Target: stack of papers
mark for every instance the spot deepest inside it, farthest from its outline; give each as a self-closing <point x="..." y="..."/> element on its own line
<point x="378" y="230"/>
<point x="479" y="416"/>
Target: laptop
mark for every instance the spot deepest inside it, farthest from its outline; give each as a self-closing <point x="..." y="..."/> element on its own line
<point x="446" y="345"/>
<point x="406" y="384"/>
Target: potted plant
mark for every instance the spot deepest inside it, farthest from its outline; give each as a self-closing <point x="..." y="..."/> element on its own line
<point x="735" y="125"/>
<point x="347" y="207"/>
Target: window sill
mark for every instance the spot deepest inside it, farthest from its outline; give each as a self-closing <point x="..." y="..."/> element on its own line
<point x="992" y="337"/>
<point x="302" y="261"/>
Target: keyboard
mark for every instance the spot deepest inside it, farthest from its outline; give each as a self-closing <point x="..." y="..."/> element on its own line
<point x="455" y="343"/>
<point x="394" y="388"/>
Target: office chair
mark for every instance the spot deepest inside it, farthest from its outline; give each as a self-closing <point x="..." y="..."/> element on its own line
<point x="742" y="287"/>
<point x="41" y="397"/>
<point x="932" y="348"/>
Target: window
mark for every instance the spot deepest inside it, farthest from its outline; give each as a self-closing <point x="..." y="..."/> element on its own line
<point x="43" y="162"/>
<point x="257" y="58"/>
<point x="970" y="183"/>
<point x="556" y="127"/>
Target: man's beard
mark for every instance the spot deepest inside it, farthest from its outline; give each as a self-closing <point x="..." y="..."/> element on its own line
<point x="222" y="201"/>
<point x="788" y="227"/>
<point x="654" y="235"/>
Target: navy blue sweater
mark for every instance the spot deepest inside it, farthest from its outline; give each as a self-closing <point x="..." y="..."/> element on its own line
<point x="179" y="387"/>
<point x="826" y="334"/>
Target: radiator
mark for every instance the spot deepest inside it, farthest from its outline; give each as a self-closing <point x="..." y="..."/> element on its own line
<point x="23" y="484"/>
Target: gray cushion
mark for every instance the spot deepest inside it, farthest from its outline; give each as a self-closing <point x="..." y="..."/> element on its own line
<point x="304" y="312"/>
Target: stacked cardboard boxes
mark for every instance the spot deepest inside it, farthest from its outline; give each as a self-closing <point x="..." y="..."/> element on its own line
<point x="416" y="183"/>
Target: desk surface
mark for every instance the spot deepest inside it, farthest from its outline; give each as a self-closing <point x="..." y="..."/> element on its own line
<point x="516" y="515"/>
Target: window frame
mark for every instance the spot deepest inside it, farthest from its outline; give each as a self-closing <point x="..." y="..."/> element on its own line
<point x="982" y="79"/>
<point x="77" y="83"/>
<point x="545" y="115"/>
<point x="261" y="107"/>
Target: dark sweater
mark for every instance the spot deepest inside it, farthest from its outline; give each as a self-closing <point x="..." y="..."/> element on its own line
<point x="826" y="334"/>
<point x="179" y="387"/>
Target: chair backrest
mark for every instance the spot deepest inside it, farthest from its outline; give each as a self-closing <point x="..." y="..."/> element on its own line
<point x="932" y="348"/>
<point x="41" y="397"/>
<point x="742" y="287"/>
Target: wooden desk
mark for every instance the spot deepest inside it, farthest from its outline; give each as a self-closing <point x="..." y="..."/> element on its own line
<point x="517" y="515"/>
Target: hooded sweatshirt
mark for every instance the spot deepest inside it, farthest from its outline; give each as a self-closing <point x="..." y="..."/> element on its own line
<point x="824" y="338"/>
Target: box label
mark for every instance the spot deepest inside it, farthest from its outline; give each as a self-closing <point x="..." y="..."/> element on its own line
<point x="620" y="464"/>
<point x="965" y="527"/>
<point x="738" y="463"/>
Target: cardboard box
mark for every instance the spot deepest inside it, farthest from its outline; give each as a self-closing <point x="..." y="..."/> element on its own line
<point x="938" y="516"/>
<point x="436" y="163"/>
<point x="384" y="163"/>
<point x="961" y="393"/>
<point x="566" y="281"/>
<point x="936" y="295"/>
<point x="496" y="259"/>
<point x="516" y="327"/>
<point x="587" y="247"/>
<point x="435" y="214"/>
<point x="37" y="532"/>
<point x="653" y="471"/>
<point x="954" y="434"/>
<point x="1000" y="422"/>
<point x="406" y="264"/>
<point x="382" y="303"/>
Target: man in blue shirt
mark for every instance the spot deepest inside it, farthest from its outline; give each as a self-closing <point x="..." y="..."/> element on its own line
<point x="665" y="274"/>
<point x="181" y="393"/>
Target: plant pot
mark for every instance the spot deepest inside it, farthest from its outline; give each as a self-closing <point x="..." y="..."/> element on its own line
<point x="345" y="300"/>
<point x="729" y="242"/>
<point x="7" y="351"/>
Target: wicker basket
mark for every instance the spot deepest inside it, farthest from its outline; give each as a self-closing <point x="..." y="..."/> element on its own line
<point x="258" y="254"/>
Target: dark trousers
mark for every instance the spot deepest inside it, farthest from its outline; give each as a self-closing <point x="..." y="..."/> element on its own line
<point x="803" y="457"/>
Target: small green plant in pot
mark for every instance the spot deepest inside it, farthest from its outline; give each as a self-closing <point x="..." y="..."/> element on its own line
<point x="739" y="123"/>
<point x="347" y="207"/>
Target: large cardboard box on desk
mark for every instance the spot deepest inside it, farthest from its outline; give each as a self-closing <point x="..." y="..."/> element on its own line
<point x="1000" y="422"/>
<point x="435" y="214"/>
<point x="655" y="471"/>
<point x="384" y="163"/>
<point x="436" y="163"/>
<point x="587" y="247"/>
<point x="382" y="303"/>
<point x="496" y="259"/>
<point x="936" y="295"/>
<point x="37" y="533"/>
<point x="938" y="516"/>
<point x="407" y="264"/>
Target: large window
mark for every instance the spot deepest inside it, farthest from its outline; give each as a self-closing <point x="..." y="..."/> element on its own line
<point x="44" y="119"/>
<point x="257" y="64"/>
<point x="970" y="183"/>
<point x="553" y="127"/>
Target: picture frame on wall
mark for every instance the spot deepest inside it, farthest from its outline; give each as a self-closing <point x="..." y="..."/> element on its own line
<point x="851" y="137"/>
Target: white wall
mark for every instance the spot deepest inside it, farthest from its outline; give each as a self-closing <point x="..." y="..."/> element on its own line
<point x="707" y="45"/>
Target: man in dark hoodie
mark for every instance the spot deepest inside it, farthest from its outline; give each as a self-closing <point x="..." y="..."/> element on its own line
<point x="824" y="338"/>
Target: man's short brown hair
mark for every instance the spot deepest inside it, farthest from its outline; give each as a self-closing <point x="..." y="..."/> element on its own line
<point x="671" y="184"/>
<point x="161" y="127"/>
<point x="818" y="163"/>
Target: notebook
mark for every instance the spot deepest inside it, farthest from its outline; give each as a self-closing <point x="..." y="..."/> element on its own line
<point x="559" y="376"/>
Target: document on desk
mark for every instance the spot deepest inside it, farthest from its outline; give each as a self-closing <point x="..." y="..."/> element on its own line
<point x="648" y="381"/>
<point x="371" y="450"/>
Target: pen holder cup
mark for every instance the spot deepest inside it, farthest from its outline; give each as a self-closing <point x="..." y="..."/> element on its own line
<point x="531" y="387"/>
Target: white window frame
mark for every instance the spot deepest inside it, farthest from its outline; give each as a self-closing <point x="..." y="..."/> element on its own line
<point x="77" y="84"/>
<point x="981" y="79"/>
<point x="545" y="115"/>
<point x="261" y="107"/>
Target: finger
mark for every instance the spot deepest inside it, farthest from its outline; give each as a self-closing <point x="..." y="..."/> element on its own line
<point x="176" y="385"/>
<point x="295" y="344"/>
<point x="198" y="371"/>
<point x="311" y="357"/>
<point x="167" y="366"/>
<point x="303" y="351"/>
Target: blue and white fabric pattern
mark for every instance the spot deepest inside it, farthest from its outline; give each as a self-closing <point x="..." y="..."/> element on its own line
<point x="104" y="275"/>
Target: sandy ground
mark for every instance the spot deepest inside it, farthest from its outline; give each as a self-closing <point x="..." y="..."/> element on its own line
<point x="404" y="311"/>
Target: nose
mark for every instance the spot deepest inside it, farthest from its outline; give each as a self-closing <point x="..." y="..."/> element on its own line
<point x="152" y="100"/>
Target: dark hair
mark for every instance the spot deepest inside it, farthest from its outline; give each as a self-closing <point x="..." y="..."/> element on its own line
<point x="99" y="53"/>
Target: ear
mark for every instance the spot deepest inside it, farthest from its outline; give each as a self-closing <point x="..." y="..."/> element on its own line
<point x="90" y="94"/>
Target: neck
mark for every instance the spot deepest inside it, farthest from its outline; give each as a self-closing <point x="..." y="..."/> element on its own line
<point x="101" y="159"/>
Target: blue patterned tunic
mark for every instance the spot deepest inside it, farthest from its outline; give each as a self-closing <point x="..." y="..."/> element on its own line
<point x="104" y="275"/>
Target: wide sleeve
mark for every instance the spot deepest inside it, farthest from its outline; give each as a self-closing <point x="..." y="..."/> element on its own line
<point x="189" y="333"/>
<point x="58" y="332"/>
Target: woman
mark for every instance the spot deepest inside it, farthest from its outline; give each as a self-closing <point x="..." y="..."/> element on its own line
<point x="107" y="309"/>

◆ **Task instructions**: Only the lines from the first one of the listing up to and including the line where "Target: window sill" appears are wanted, reproduced exactly.

◆ **Output for this exercise**:
Target: stack of papers
mark for every instance the spot deepest inside it, farthest from its outline; give each as a self-closing <point x="..." y="..."/> element on its own line
<point x="378" y="230"/>
<point x="479" y="416"/>
Target: laptop
mark for every instance the spot deepest inside it, farthest from its outline; give each as a self-closing <point x="..." y="..."/> element on its own line
<point x="446" y="345"/>
<point x="406" y="384"/>
Target: potted plant
mark for every instance the spot deepest inside it, farthest from its outline; give each as a self-closing <point x="..." y="..."/> element on its own line
<point x="735" y="125"/>
<point x="347" y="207"/>
Target: window sill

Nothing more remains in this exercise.